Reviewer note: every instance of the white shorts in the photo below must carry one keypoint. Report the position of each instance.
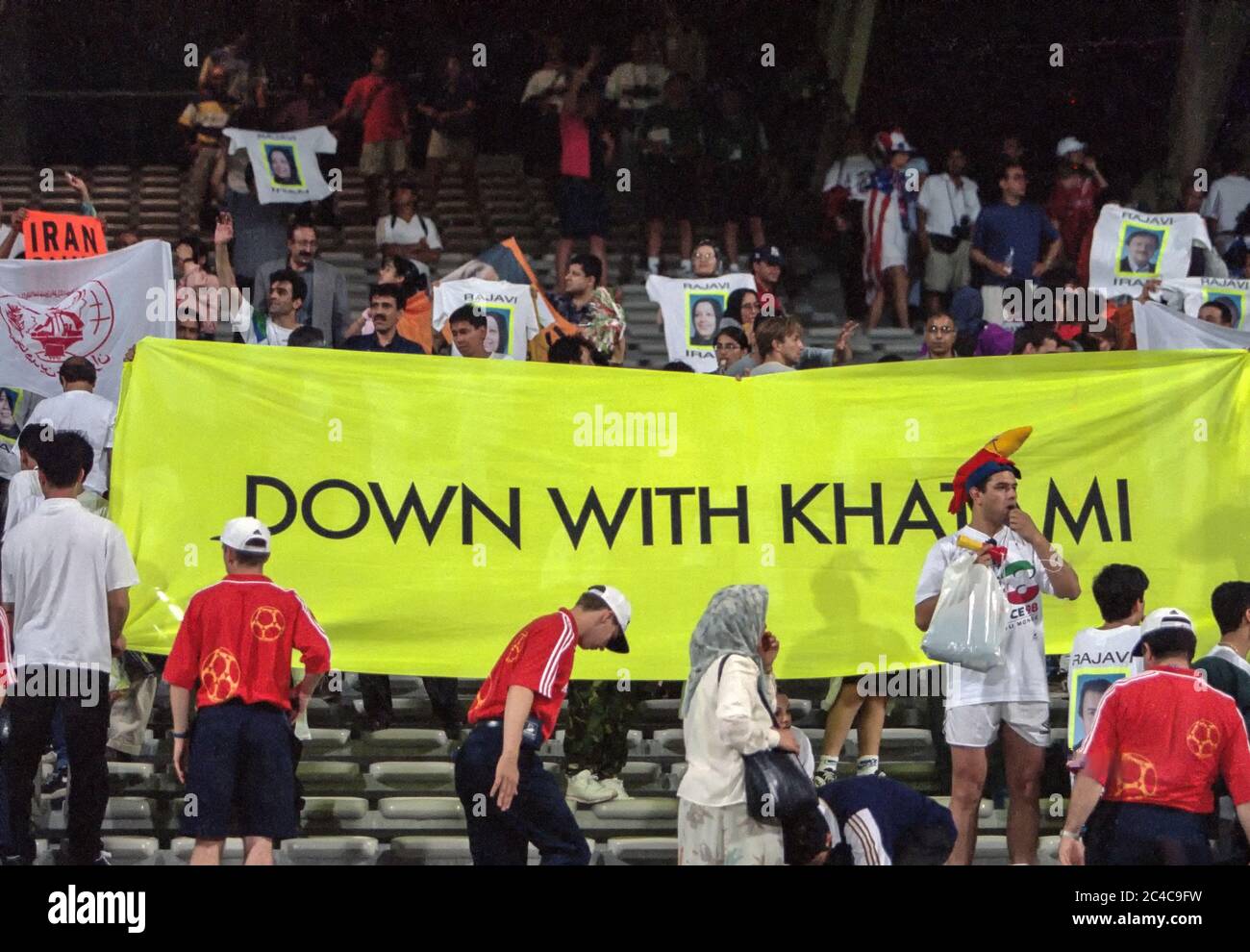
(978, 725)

::::::::::

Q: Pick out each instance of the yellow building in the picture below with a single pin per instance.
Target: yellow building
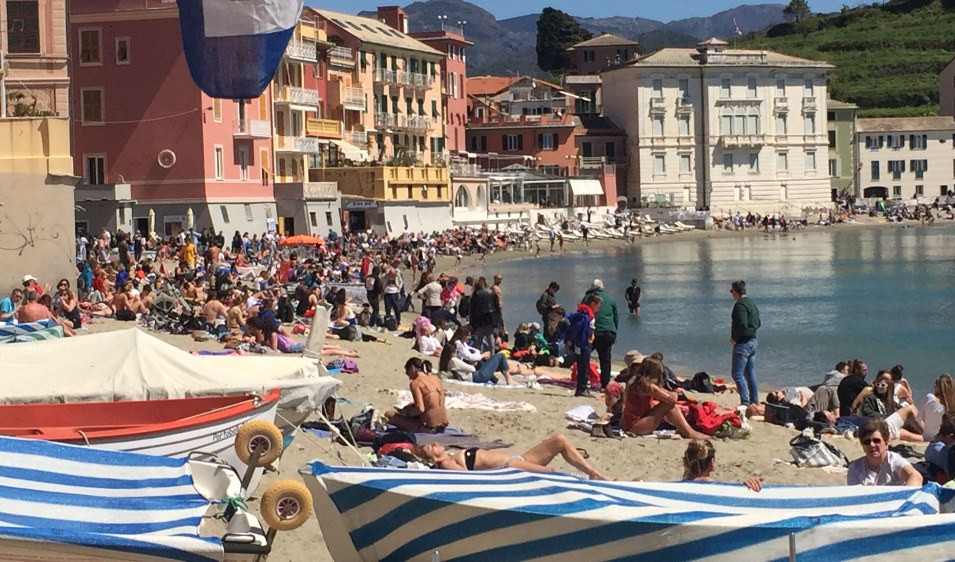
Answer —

::::::::::

#### [Work item]
Copy each line of the data that contains the word "building".

#### [Output for this task]
Q: Pick out each instance of the yellow building in the picture below with a single pin per instance.
Target: yellow building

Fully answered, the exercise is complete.